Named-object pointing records
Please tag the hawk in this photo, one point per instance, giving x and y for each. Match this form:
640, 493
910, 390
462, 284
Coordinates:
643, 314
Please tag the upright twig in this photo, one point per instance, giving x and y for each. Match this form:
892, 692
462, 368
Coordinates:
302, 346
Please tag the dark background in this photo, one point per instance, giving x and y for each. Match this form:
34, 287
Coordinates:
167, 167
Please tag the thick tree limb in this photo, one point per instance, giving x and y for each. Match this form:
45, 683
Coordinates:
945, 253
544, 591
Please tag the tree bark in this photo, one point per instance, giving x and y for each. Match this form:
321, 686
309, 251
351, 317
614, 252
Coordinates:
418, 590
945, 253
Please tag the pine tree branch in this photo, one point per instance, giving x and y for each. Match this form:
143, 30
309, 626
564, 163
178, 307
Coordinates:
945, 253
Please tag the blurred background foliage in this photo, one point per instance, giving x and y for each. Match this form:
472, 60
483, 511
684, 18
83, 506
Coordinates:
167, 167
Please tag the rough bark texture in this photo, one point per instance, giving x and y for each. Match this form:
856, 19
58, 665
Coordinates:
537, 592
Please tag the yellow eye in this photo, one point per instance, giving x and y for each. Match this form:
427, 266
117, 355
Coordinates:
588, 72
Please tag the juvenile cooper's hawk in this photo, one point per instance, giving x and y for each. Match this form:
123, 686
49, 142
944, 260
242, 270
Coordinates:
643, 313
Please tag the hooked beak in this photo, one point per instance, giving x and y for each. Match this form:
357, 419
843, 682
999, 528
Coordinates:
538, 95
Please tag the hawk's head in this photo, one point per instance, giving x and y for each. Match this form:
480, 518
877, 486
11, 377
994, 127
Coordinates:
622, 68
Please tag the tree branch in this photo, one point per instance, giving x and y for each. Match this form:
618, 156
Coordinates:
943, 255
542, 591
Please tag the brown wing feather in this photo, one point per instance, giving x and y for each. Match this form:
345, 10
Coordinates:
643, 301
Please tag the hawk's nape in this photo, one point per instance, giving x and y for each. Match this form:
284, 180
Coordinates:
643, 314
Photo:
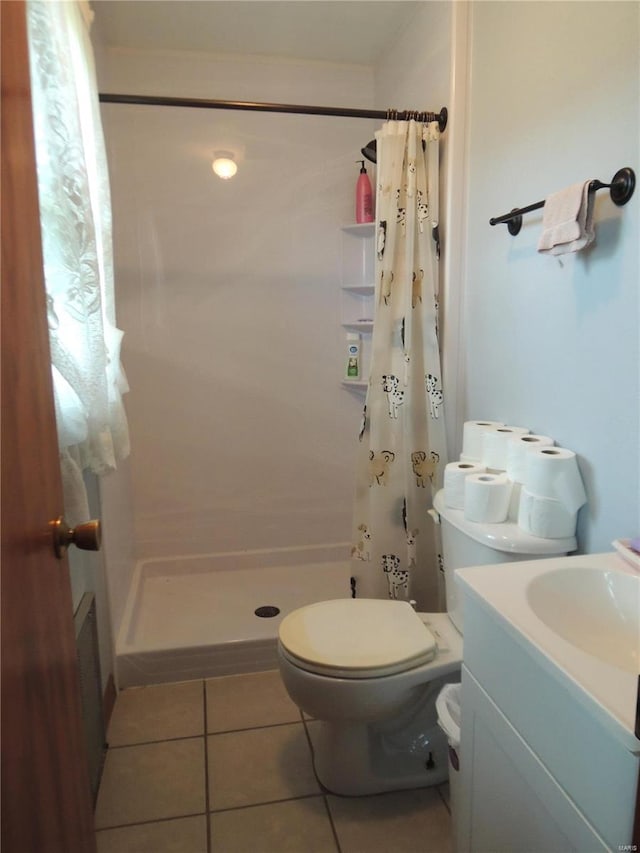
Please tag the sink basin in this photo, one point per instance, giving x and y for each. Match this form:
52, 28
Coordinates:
597, 611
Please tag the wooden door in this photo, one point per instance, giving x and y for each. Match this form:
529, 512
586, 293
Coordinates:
46, 802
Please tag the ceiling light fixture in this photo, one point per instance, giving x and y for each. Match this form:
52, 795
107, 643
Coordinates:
224, 165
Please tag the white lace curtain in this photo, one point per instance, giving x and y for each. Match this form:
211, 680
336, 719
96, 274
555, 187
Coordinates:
75, 215
402, 449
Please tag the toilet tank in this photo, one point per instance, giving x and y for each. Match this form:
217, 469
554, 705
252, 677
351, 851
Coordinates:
468, 543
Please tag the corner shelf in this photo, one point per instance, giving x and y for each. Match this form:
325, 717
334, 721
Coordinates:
363, 326
358, 292
363, 229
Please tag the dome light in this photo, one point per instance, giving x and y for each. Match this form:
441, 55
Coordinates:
224, 165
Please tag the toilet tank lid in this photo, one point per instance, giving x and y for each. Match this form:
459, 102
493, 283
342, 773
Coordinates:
506, 536
357, 634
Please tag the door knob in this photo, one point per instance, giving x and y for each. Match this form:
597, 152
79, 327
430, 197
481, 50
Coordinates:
86, 536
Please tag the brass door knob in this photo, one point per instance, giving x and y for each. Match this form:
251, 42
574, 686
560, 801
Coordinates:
86, 536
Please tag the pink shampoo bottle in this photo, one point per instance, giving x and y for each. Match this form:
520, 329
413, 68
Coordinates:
364, 196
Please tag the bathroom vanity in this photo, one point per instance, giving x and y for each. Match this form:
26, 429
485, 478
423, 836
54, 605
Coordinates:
549, 758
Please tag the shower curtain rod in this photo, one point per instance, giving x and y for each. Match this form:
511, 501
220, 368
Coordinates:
300, 109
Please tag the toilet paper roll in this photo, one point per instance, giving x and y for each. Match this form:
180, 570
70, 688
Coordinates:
495, 446
486, 497
455, 473
472, 433
552, 472
514, 502
516, 450
545, 517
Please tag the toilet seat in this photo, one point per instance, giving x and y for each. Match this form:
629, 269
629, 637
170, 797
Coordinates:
356, 638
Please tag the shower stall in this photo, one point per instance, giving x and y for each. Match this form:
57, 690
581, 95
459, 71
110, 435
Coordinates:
239, 490
238, 493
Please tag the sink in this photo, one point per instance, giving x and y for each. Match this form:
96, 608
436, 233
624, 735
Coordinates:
597, 611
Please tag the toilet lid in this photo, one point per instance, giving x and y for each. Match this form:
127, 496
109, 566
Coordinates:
357, 637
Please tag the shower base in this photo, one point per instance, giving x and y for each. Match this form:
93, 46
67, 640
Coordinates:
194, 616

▸ Required work
Reproduce the records above exactly, leaving out every picture they contain.

▸ Solution below
Please tag the hawk in this photo, one point per instance, giving x and y for each. Match this form:
640, 493
910, 390
462, 284
Coordinates:
643, 314
Please tag the upright twig in this photo, one point per instance, giving x and y for each. Match this form:
892, 692
462, 368
Coordinates:
302, 346
Please tag the dark background in this photo, one point per instance, giving x and y for each. Match this form:
34, 287
Coordinates:
167, 167
Please tag the thick tree limb in this photo, one point per instance, giving x and y for each. Match this form:
45, 683
Coordinates:
945, 253
544, 591
Please tag the tree bark in this photo, one point per instance, giving x and y for each. Match this form:
321, 686
309, 251
351, 317
614, 252
Coordinates:
418, 590
945, 253
Please tag the pine tree branch in this photo, one point per instance, giving x and y for each. Match this form:
143, 30
309, 626
564, 163
178, 307
Coordinates:
945, 253
Please tag the blurred background foliage in this photo, one point per instance, giving x and y for each. Match this form:
472, 60
483, 511
684, 18
83, 506
Coordinates:
167, 167
Please tag the rough bark texture in this photo, one point per instance, giving x and y for each. Match this form:
856, 19
58, 665
Coordinates:
537, 592
Please tag the yellow eye in this photo, one point per instance, giving x and y for each. Match this form:
427, 266
117, 355
Coordinates:
588, 72
Please tag the juvenile cooper's hawk in this photo, one point per instance, giving x and y for each. Match this form:
123, 686
49, 142
944, 260
242, 270
Coordinates:
643, 313
Please tag the hooked beak in this photo, one point per instance, giving x and y for each. Match this form:
357, 419
843, 682
999, 528
Coordinates:
538, 95
Please tag the hawk's head in this photo, one point per instance, giving x and y for each. Match this form:
480, 518
877, 486
11, 377
994, 127
Coordinates:
622, 68
Please tag the tree branch in this photo, one point per instance, giving x and y for each. Match this form:
618, 156
Coordinates:
943, 255
542, 591
Please tag the brown wing feather in this photo, one point per instance, giving x and y for each. Match this form:
345, 10
Coordinates:
643, 301
Please tag the hawk's nape in this photo, one point per instance, giving x and y for each. Match this form:
284, 180
Coordinates:
643, 314
Photo:
Please tag the sink basin in this photo, one point per instance, giving x and y for each. Match this form:
52, 28
Coordinates:
597, 611
Please tag the wooden door in this photo, one point per instance, giving x and y for each. Match this form:
529, 512
586, 293
Coordinates:
46, 802
Please tag the ceiling light fixture in this photo, one point per instance, giving x and y for each. Match this form:
52, 795
107, 643
Coordinates:
224, 165
Please tag the white lace curtain in this photo, one point per instance, giving x and y for each. Match this form:
211, 680
336, 719
96, 274
555, 187
Coordinates:
75, 215
402, 449
Please tag the toilet tank in this photo, one point per instance, giving x and y for each. Match this form:
217, 469
554, 705
252, 677
351, 851
Coordinates:
468, 543
Please tag the corner shelf in this photo, one point per instance, giving x and y for each. Match this form:
325, 717
334, 721
Coordinates:
363, 326
358, 292
363, 229
Please tag the dome light in this photo, one point per instance, giving x and y for each. Match this form:
441, 55
Coordinates:
224, 165
Please tag the toilet tank lid in this photo, one point per instance, giving x and y for each. Match this form:
459, 102
493, 283
342, 773
Coordinates:
506, 536
357, 634
Please tag the door knob in this photo, one point per instance, giving x and y for each. Match this form:
597, 152
79, 327
430, 197
481, 50
Coordinates:
86, 536
Please tag the brass door knob in this photo, one point per instance, giving x and y for each. Match this form:
251, 42
574, 686
560, 801
Coordinates:
86, 536
Please tag the pink shampoo bottle in this photo, one point per instance, giving x and y for each. Match this form:
520, 329
413, 68
Coordinates:
364, 196
Please tag the bathroom vanity in this photo, one point per instance, giving x and y for each. Match this form:
26, 429
485, 478
423, 836
54, 605
Coordinates:
549, 758
Please tag the shower curtain rod in this photo, one point per instance, giving x and y for each. Match this form:
511, 501
220, 368
Coordinates:
300, 109
Please tag the toilet paper roll in this photo, one point per instance, giving x and y for each. Match this form:
180, 570
70, 688
Coordinates:
495, 446
486, 497
455, 473
472, 433
552, 472
514, 502
516, 450
545, 517
Please tag the toilet seat in this photo, one point per instance, giving x and y for each. Match this form:
629, 269
629, 637
170, 797
Coordinates:
356, 638
Please tag the shower stall in this photo, one point per instance, giving x and y for each. Match this form:
57, 690
581, 95
459, 71
110, 435
Coordinates:
239, 490
238, 493
Please tag the sink in this photo, one point per instance, giving x and y for each. Match this form:
96, 608
436, 233
624, 735
Coordinates:
597, 611
Please tag the toilet lid in this photo, one point per instance, giving x and y for each. Match this form:
127, 496
109, 566
Coordinates:
357, 637
Please tag the shower base in this photo, one point per instance, giving x and y for each. Match this form:
93, 46
67, 640
Coordinates:
194, 616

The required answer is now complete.